Records shown:

##############################

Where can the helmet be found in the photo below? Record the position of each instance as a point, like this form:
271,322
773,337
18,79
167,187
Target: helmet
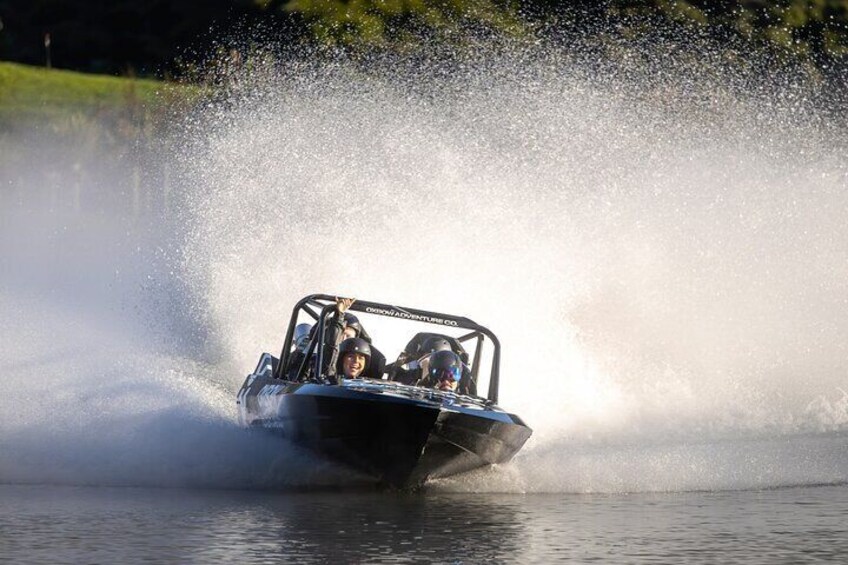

##############################

Instructions for the task: Whenever a line includes the word "helmet", pull it out of the entries.

Response area:
Where can the helmet be found in the photo below? Record the position of each instance as a point, like this form:
Target: helmet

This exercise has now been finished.